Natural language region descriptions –
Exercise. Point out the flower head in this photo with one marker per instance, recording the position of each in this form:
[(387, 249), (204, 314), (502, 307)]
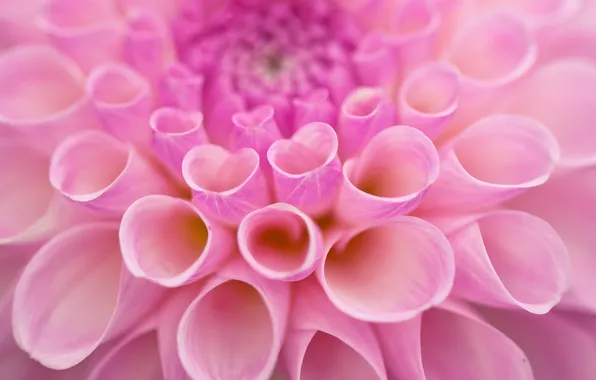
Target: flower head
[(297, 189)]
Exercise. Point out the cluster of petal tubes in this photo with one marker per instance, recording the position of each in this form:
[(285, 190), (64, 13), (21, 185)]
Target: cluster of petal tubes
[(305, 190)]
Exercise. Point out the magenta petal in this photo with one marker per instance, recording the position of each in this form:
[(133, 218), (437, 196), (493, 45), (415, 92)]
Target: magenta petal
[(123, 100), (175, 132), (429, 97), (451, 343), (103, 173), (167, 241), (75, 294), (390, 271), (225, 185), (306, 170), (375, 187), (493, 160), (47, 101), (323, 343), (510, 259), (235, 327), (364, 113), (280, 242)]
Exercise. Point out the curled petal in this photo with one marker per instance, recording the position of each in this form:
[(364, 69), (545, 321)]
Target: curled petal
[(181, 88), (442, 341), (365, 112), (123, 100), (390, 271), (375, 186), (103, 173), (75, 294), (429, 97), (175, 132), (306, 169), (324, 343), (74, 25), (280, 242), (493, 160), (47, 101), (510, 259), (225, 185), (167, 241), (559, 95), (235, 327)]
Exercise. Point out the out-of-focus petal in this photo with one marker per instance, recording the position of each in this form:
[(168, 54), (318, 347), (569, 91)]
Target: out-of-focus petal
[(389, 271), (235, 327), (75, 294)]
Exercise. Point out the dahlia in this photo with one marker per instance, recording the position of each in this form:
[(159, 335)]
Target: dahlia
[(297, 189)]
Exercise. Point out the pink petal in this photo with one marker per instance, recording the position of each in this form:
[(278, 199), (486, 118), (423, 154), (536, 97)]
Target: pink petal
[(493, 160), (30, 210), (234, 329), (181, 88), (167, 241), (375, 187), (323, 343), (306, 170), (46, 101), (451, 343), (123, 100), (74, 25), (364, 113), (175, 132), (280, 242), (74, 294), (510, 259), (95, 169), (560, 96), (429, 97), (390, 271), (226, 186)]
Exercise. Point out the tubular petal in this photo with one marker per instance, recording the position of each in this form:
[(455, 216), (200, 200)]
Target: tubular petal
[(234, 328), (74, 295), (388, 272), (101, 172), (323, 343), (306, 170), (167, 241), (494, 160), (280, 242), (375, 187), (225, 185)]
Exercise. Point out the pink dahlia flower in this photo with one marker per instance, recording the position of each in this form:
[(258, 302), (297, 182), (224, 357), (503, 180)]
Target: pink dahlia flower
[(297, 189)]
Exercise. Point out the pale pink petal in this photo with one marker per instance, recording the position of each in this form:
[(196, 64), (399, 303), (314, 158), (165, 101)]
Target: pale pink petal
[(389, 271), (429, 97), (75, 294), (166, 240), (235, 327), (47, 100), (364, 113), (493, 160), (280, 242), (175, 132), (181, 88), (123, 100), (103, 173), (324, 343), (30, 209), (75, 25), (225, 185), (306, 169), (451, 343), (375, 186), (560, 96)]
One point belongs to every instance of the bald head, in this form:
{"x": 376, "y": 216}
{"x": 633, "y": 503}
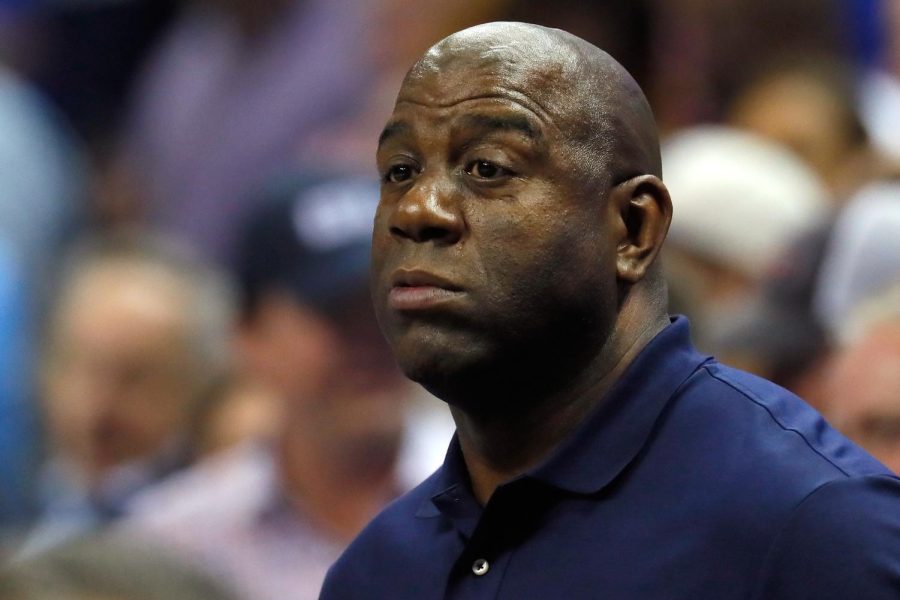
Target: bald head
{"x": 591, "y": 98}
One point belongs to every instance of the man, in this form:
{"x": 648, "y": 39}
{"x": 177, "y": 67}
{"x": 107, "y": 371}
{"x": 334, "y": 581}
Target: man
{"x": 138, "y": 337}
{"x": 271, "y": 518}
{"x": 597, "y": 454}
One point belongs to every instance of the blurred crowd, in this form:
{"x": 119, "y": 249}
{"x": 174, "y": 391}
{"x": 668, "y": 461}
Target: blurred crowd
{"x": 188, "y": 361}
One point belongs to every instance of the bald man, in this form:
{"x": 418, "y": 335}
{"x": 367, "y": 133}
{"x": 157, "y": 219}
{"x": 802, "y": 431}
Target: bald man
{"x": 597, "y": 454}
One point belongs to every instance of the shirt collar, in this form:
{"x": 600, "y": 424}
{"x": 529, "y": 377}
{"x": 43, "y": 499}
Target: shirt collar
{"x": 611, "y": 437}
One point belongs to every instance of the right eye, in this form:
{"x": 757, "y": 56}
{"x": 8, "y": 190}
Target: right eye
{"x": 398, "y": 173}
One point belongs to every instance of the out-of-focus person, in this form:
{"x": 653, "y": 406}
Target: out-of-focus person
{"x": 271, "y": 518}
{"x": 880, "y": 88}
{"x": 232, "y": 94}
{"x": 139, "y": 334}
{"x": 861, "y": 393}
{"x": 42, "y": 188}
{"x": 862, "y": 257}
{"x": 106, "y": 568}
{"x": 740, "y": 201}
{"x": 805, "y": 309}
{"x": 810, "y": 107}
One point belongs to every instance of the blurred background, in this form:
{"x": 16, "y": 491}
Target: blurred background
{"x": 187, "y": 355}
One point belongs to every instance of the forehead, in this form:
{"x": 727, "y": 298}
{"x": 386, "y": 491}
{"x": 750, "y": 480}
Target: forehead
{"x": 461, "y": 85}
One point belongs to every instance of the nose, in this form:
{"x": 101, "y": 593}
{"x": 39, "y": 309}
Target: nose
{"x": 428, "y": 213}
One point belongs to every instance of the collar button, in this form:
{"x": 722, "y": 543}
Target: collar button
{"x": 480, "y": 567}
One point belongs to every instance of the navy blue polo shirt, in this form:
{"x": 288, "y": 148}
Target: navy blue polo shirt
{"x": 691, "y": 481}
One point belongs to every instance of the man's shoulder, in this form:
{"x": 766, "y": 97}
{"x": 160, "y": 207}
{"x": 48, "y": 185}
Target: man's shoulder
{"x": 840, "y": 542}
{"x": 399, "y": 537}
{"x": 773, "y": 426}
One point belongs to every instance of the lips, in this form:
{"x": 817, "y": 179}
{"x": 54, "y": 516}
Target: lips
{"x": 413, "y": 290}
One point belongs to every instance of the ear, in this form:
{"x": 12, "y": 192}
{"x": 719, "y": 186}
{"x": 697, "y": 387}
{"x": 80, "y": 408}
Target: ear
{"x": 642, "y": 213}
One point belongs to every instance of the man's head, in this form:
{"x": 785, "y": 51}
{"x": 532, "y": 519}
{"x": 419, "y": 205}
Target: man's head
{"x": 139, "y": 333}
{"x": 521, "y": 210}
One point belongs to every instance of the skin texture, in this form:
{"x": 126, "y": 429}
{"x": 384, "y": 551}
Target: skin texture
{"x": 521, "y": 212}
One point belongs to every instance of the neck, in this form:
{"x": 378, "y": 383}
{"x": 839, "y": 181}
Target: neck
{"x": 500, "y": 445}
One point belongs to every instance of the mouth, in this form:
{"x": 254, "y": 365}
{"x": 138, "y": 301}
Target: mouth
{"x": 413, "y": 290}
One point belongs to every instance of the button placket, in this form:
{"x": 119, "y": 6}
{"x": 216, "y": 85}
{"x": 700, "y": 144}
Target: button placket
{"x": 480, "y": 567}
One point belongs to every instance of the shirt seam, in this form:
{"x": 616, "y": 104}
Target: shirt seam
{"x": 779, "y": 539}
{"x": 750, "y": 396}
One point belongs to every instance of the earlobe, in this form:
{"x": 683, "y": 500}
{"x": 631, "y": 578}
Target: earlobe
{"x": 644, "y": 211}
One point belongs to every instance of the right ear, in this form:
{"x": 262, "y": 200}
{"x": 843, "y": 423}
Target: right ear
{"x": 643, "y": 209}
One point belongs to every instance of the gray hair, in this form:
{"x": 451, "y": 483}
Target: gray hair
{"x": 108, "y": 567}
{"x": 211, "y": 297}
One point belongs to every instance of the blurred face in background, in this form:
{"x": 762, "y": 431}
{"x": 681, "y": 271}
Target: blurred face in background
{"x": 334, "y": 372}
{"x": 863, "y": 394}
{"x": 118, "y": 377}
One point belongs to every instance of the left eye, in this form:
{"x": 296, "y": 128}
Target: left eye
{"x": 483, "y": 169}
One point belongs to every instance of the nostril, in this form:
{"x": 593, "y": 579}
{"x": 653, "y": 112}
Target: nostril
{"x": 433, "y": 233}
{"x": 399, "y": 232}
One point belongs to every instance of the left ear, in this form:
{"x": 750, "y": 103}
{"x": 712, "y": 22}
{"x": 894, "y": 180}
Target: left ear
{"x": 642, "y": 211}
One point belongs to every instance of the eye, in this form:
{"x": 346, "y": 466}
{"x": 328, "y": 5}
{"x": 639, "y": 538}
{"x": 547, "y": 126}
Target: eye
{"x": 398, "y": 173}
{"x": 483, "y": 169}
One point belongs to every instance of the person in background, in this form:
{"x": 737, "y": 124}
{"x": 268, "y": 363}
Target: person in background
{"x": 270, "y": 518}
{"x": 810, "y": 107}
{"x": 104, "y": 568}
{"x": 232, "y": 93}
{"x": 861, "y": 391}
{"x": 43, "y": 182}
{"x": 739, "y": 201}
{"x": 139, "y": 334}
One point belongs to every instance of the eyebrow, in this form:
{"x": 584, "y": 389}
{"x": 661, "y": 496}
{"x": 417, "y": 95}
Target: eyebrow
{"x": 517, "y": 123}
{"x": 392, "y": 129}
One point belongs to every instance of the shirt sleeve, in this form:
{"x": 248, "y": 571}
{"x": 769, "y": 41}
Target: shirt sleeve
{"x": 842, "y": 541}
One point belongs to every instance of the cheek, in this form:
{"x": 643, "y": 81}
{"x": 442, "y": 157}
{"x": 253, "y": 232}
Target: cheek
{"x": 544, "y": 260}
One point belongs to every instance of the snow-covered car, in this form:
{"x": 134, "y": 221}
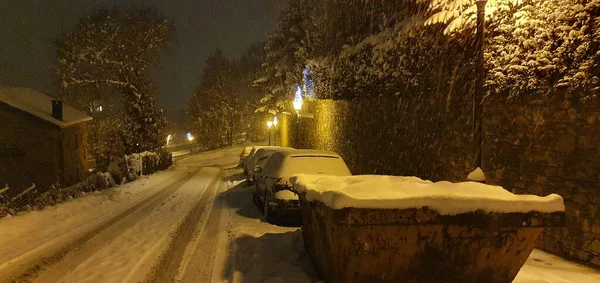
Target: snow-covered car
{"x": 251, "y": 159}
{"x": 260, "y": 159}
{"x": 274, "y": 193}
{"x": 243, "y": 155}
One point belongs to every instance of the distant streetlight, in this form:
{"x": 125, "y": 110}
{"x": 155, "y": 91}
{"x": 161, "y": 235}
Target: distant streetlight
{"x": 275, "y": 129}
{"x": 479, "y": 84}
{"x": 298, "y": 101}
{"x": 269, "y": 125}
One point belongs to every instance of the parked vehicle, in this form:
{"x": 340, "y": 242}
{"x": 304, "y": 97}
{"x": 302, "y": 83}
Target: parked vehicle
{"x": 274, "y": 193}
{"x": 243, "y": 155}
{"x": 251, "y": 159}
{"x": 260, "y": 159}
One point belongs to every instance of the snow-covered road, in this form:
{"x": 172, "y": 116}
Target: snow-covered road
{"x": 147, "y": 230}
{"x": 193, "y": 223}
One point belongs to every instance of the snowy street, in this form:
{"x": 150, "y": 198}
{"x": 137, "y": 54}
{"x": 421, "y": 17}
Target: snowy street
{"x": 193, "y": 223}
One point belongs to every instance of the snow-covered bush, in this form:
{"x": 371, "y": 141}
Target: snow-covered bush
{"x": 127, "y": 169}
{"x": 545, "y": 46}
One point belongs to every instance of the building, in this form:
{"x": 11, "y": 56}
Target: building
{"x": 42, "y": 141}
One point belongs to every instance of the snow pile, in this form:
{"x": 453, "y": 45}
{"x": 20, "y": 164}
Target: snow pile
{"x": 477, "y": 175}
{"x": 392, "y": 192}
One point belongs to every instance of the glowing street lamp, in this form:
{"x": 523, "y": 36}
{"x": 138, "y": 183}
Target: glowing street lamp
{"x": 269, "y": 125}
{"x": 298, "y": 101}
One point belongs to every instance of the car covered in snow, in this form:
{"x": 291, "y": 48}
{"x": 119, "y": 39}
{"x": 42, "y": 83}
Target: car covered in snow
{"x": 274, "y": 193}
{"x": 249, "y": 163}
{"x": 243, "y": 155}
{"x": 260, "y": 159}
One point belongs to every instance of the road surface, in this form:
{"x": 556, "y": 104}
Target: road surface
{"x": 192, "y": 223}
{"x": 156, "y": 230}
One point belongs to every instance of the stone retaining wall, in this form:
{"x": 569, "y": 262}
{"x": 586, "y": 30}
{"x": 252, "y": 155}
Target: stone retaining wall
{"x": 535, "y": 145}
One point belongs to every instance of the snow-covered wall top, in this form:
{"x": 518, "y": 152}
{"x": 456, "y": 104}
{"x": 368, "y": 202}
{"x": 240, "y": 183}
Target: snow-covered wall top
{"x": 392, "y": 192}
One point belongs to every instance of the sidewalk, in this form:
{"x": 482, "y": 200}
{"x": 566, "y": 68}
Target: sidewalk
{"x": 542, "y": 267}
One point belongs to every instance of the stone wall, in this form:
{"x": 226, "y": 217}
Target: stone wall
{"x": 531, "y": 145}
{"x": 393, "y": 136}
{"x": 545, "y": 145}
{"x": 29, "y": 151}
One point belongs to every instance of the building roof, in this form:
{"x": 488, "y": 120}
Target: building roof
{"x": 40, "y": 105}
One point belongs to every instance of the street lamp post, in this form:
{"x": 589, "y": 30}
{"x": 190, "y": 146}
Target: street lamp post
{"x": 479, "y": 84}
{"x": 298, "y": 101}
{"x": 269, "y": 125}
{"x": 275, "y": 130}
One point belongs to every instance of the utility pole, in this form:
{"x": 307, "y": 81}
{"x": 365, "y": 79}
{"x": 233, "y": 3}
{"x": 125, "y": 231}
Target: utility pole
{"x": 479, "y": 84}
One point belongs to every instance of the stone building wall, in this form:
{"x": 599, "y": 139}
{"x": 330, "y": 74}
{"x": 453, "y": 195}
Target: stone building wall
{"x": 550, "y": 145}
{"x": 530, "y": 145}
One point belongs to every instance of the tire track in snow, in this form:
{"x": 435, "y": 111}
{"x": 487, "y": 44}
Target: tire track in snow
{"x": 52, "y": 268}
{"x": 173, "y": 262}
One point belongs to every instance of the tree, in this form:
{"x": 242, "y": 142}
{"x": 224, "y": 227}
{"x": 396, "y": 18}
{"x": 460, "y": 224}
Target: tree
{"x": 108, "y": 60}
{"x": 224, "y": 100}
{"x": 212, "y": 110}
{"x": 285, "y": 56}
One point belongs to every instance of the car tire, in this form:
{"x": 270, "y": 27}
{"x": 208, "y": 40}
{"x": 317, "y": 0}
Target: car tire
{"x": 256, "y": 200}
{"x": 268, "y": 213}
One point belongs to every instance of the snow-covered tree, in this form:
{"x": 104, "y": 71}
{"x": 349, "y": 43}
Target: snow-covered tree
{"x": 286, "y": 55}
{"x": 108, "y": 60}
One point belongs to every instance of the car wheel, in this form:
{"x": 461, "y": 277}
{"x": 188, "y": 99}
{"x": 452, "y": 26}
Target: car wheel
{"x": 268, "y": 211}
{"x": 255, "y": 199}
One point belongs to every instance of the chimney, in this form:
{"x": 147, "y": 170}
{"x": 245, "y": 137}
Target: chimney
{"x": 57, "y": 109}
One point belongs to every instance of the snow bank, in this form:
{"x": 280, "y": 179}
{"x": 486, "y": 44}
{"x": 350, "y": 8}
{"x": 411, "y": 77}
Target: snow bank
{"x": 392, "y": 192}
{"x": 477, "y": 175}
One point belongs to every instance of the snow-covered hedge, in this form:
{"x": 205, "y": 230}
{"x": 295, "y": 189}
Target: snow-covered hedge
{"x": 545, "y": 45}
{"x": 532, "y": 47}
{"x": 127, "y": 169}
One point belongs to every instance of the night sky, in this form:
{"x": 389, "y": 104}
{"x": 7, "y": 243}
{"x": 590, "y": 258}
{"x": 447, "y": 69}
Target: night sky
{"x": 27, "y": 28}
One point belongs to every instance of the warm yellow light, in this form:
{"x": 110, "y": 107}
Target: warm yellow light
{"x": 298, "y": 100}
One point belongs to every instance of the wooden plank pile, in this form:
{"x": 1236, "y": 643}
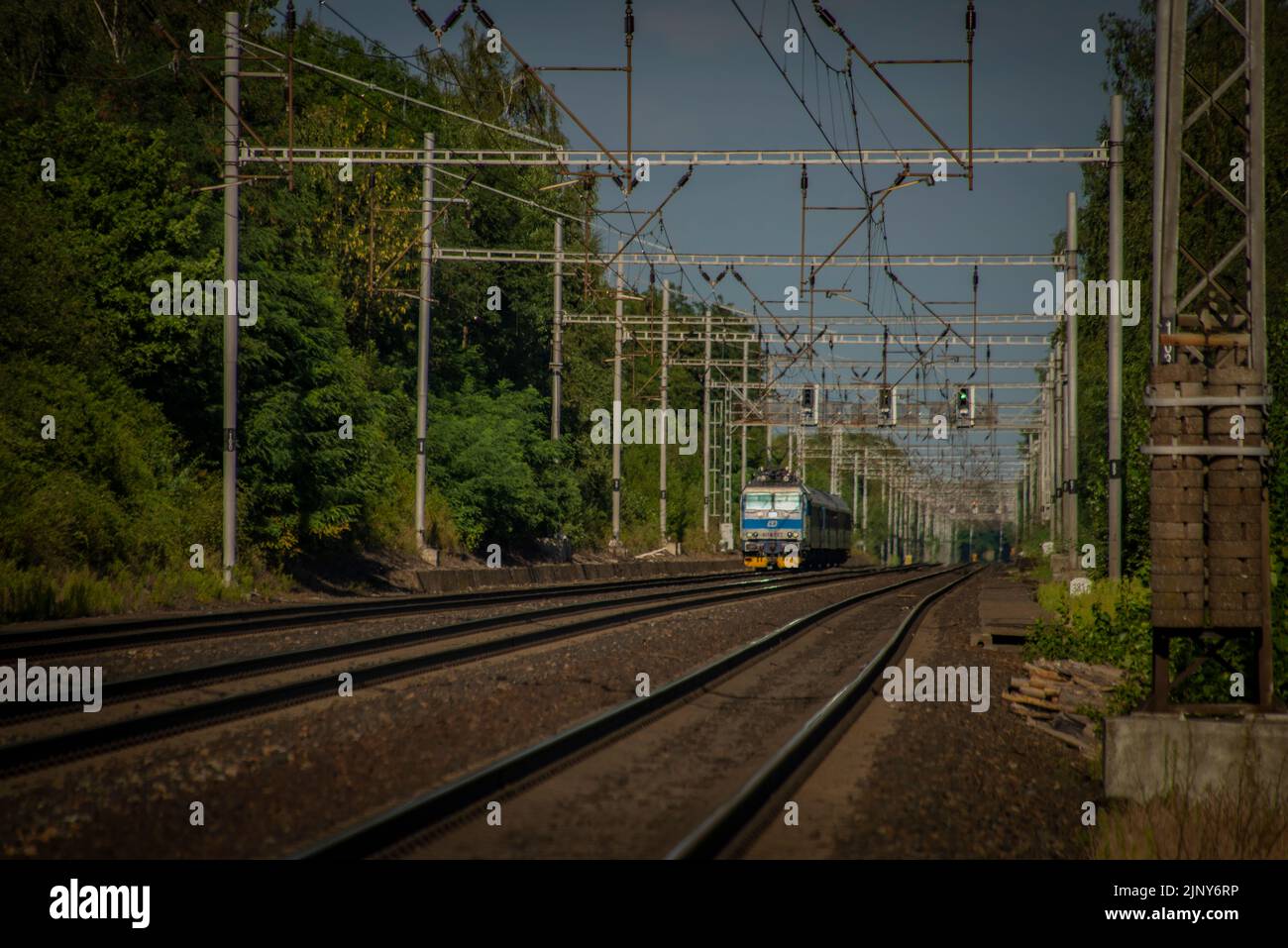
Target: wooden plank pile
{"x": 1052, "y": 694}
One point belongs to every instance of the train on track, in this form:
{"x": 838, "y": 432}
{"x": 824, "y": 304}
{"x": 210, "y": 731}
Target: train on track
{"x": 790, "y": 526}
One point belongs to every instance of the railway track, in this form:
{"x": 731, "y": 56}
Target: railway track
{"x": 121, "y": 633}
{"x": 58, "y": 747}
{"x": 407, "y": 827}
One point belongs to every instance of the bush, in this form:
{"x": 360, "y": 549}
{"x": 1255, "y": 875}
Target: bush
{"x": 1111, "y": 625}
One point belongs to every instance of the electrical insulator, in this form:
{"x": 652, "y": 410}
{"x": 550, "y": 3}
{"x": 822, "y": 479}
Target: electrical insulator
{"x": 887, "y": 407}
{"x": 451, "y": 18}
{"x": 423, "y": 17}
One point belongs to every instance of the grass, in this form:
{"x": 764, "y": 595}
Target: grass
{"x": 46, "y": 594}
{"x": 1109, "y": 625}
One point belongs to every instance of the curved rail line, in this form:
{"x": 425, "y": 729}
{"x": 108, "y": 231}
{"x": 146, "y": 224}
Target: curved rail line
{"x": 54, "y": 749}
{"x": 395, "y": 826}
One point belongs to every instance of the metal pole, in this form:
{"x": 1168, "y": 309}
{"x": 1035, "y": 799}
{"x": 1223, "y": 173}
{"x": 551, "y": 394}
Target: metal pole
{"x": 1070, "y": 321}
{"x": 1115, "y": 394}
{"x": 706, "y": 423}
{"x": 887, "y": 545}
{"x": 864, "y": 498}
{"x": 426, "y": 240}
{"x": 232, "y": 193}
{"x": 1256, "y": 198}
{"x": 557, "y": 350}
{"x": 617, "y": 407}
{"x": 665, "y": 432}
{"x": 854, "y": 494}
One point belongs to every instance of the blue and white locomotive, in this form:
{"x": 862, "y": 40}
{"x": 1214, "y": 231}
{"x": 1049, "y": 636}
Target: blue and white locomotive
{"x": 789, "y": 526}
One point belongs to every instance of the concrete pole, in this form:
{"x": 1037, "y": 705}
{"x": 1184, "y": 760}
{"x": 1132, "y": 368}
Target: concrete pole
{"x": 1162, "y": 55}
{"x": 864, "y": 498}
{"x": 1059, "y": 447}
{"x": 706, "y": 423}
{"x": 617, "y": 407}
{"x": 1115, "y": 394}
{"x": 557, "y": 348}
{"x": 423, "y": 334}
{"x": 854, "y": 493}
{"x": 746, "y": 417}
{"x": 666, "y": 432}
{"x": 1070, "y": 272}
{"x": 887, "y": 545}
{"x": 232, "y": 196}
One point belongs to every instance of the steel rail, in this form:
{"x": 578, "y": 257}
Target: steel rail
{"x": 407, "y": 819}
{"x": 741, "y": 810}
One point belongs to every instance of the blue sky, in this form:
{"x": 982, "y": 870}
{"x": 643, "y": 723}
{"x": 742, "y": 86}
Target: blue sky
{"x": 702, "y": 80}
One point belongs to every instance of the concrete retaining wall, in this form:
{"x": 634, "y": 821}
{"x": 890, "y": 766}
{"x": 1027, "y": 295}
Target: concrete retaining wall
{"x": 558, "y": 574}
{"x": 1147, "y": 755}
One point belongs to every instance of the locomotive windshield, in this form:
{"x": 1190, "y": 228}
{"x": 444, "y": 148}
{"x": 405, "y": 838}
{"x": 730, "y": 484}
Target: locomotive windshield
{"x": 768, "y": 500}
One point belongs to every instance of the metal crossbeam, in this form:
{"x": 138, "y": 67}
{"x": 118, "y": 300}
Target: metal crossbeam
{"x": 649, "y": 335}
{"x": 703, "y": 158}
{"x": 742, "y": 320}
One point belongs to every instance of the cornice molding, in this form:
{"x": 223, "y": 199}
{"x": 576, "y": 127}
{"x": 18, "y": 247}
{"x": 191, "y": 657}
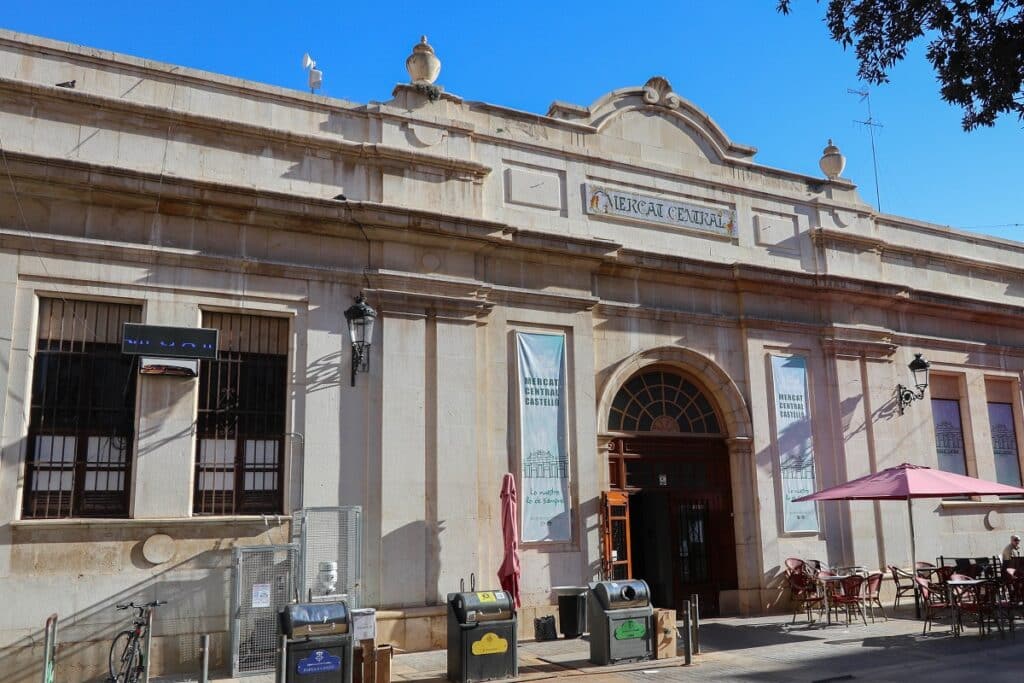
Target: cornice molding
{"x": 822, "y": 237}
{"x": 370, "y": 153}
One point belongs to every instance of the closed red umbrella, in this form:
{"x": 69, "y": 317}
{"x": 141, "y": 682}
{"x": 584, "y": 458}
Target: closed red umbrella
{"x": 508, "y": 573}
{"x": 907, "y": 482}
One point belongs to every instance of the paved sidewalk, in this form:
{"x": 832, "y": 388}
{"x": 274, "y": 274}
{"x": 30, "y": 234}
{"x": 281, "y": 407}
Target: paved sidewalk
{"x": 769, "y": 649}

Exercise goal – Each line from the start of the entries above through the line with "[(278, 199), (486, 118), (423, 154), (536, 97)]" should be duplicated exactly, leaving out the pictures.

Solution –
Exercise. Point out the flower head in this photo with one marker per instance, recording the position of each in this form:
[(387, 249), (204, 314), (502, 307)]
Target: flower head
[(297, 189)]
Exercise. Point out the cluster of petal tubes in this photo with one marker per instance, recording the position of each in this form:
[(285, 190), (64, 13), (21, 185)]
Target: cluster of petal tubes
[(305, 190)]
Exercise. Point out the magenta petal in this photo with one marker per instance, recording the position of each in this form:
[(133, 218), (437, 196), (493, 45), (415, 92)]
Target: magenta petal
[(123, 100), (175, 132), (429, 97), (451, 343), (103, 173), (167, 241), (75, 294), (390, 271), (225, 185), (306, 170), (375, 187), (493, 160), (47, 101), (323, 343), (510, 259), (235, 327), (364, 113), (280, 242)]
Exercise. Point out the curled petal in this photo with one marker per instance, recording the position of each in this form:
[(364, 69), (545, 321)]
Target: curled petal
[(181, 88), (442, 341), (365, 112), (123, 100), (390, 271), (375, 186), (103, 173), (75, 294), (429, 97), (175, 132), (306, 169), (324, 343), (74, 25), (280, 242), (493, 160), (47, 101), (510, 259), (225, 185), (167, 241), (559, 95), (235, 327)]
Exercise. Point out the out-of-focus petal in this photo with one marker per instance, recording the position of each in this form:
[(168, 54), (318, 347), (569, 91)]
Target: out-of-focus petal
[(389, 271), (235, 327), (75, 294)]
Exercise. Point out the dahlia in this photo with one marker per instance, recording the position of each in this form:
[(159, 335)]
Target: dahlia
[(297, 189)]
Exercise. Point out the pink petal in this photo with one marker per instance, recording the position of each in this form:
[(278, 199), (486, 118), (423, 154), (536, 97)]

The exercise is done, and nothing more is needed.